↓↓↓

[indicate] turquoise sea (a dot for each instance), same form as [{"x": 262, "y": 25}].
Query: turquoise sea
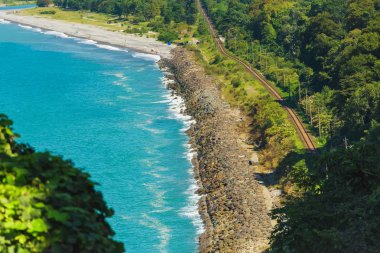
[{"x": 107, "y": 110}]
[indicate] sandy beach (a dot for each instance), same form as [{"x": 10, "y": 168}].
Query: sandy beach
[{"x": 120, "y": 39}]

↑↑↑

# Instructions for the task:
Retype the data above exactly; pictures are not part of the copy.

# Reply to the exercise:
[indicate] turquoise sea (a dot for each instance), same form as [{"x": 262, "y": 25}].
Query: turquoise sea
[{"x": 107, "y": 110}]
[indicate] sandy beach (a dot for each instance), same form as [{"x": 10, "y": 168}].
Query: sandy beach
[{"x": 120, "y": 39}]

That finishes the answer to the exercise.